DATASET CONTENT:
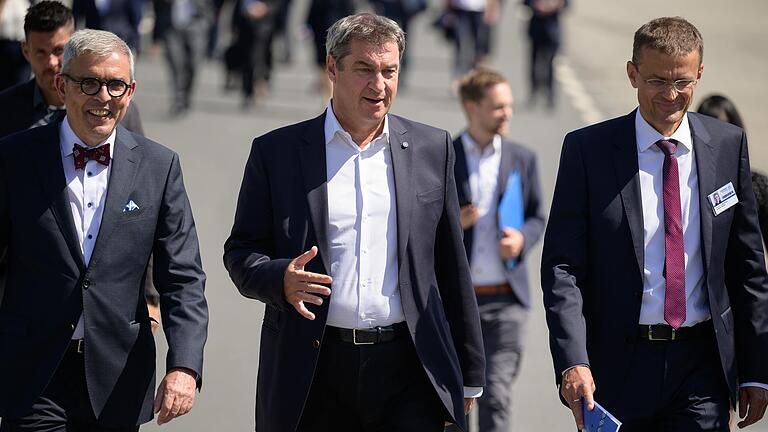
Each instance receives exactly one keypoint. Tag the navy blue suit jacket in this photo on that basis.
(514, 157)
(282, 212)
(592, 263)
(49, 286)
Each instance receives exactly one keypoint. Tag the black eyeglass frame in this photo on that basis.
(84, 82)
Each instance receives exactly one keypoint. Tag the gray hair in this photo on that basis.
(365, 27)
(97, 42)
(673, 36)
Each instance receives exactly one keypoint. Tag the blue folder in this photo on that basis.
(511, 208)
(599, 420)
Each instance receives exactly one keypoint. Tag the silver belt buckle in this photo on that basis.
(354, 339)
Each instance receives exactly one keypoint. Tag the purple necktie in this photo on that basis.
(674, 257)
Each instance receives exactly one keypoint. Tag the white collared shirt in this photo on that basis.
(86, 192)
(483, 169)
(362, 229)
(651, 162)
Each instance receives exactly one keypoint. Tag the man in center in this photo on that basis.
(347, 228)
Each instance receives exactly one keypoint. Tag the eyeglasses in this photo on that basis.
(657, 84)
(92, 86)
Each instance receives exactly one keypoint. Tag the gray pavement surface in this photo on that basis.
(214, 141)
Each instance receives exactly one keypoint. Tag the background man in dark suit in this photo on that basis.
(649, 288)
(78, 223)
(485, 160)
(363, 201)
(48, 25)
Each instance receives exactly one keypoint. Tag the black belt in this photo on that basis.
(368, 336)
(76, 346)
(663, 332)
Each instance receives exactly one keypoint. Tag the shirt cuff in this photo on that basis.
(749, 384)
(475, 392)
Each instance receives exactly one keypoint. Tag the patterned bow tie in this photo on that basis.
(84, 154)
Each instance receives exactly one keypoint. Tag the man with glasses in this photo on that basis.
(84, 206)
(655, 290)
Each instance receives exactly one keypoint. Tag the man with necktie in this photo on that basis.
(84, 204)
(488, 168)
(656, 295)
(363, 202)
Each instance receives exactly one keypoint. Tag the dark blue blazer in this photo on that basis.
(592, 263)
(49, 286)
(282, 212)
(514, 157)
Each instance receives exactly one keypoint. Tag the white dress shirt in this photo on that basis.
(651, 162)
(87, 192)
(483, 169)
(362, 229)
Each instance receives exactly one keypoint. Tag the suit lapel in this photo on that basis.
(314, 171)
(51, 172)
(462, 172)
(706, 155)
(404, 192)
(124, 165)
(628, 176)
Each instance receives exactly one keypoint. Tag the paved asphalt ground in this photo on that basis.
(214, 141)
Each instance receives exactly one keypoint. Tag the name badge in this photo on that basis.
(723, 199)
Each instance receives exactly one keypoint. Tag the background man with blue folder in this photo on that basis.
(491, 170)
(656, 297)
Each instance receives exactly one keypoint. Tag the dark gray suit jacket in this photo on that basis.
(592, 263)
(49, 286)
(282, 212)
(514, 157)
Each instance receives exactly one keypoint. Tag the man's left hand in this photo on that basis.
(752, 404)
(175, 395)
(511, 246)
(468, 404)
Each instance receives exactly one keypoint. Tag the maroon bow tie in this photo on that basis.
(84, 154)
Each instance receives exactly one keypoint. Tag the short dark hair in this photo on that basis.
(672, 36)
(47, 16)
(365, 27)
(474, 84)
(720, 107)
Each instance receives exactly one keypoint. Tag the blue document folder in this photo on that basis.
(599, 420)
(511, 209)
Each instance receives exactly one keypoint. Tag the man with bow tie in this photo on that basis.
(75, 334)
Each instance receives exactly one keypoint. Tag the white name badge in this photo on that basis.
(723, 199)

WHAT TO WORK ON: Recast every line of the records above as a Markdown table with the columns Entry (a running row number) and Text (the line), skipping blank lines. Leave the pictures out of the table.

RIGHT ANSWER:
| Entry | Text |
|---|---|
| 1 | Each instance receives exactly one keypoint. Tag the navy blue suit jacket in this photo on that basis. |
| 2 | (514, 157) |
| 3 | (282, 212) |
| 4 | (592, 263) |
| 5 | (49, 286) |
| 6 | Each instance receives exactly one keypoint. Tag the black eyeglass frame in this photo on that basis. |
| 7 | (84, 82) |
| 8 | Each instance receives exactly one keypoint. Tag the gray hair in this photo on that basis. |
| 9 | (365, 27) |
| 10 | (97, 42) |
| 11 | (673, 36) |
| 12 | Each instance receives exactly one keypoint. Tag the blue folder in this photo on that basis. |
| 13 | (511, 208) |
| 14 | (599, 420) |
| 15 | Each instance receives exactly one keypoint. Tag the silver belt buckle in this photo on that basis. |
| 16 | (354, 339) |
| 17 | Each instance receives exactly one keypoint. Tag the purple necktie in this photo on that basis. |
| 18 | (674, 257) |
| 19 | Each instance receives exactly one keypoint. Tag the white collared shirt in this photo on that basis. |
| 20 | (86, 192) |
| 21 | (483, 169) |
| 22 | (362, 229) |
| 23 | (651, 162) |
| 24 | Each instance receives exactly one keypoint. Tag the man in center in this photo on that basis. |
| 25 | (347, 228) |
| 26 | Each instance receives exactly one keypoint. Tag the eyeglasses in this photo on that basis. |
| 27 | (657, 84) |
| 28 | (92, 86) |
| 29 | Each instance receives exactly one keypoint. Tag the gray pavement surface in this photo on that basis. |
| 30 | (214, 141) |
| 31 | Each instance receives exactly one keypoint. Tag the background man in dark suit in this photo on that basis. |
| 32 | (649, 288) |
| 33 | (78, 223) |
| 34 | (485, 160) |
| 35 | (363, 201) |
| 36 | (48, 25) |
| 37 | Each instance receives exactly one keypoint. Tag the black belt in this photo on that basis. |
| 38 | (368, 336) |
| 39 | (76, 346) |
| 40 | (663, 332) |
| 41 | Each instance receives exactly one keypoint. Tag the shirt cuff in this photo on that basis. |
| 42 | (749, 384) |
| 43 | (475, 392) |
| 44 | Each instance receives exactly one keypoint. Tag the patterned bow tie in this photo on that basis. |
| 45 | (84, 154) |
| 46 | Each instance receives exactly one keypoint. Tag the man with glasses in this photo on that basis. |
| 47 | (84, 206) |
| 48 | (655, 290) |
| 49 | Each instance receives exactly one keypoint. Tag the man with necktie in this photo on that basis. |
| 50 | (84, 204) |
| 51 | (488, 168) |
| 52 | (656, 295) |
| 53 | (363, 202) |
| 54 | Each instance receives exactly one keypoint. Tag the dark blue blazer in this photo on that basis. |
| 55 | (592, 263) |
| 56 | (49, 286) |
| 57 | (282, 212) |
| 58 | (514, 157) |
| 59 | Each instance receives exactly one keypoint. Tag the white dress shirt in this photo on that basis. |
| 60 | (651, 162) |
| 61 | (87, 192) |
| 62 | (483, 169) |
| 63 | (362, 229) |
| 64 | Each instance receives exactly one keypoint. Tag the suit lapel in this photo on that basis. |
| 65 | (314, 171) |
| 66 | (51, 172) |
| 67 | (462, 172) |
| 68 | (706, 155) |
| 69 | (404, 192) |
| 70 | (124, 165) |
| 71 | (628, 176) |
| 72 | Each instance receives exactly one keypoint. Tag the paved asphalt ground in this photo on that basis. |
| 73 | (214, 141) |
| 74 | Each instance receives exactly one keypoint. Tag the name badge in this photo on that basis. |
| 75 | (723, 199) |
| 76 | Each instance receives exactly one keypoint. Tag the background man with blue folder in this photo on that basis. |
| 77 | (491, 170) |
| 78 | (656, 297) |
| 79 | Each instance receives exactly one keypoint. Tag the dark gray suit jacket in this photo on that basis. |
| 80 | (592, 263) |
| 81 | (49, 286) |
| 82 | (282, 212) |
| 83 | (514, 157) |
| 84 | Each instance receives exactly one keypoint. Tag the man's left hand in this photo on that basis. |
| 85 | (752, 404) |
| 86 | (175, 395) |
| 87 | (511, 246) |
| 88 | (468, 404) |
| 89 | Each instance receives exactly one keypoint. Tag the maroon bow tie in this photo on that basis. |
| 90 | (84, 154) |
| 91 | Each instance receives exactly one keypoint. Tag the short dark hair in this photo on that basis. |
| 92 | (672, 36) |
| 93 | (47, 16) |
| 94 | (365, 27) |
| 95 | (474, 84) |
| 96 | (720, 107) |
| 97 | Each instance receives exactly one keypoint. Tag the blue document folder in this photo on that basis. |
| 98 | (599, 420) |
| 99 | (511, 209) |
| 100 | Each instance receives exactly one keypoint. Tag the man with bow tie in this photo on that basis. |
| 101 | (75, 334) |
| 102 | Each instance receives exactly one keypoint. Tag the white name badge in this photo on that basis. |
| 103 | (723, 199) |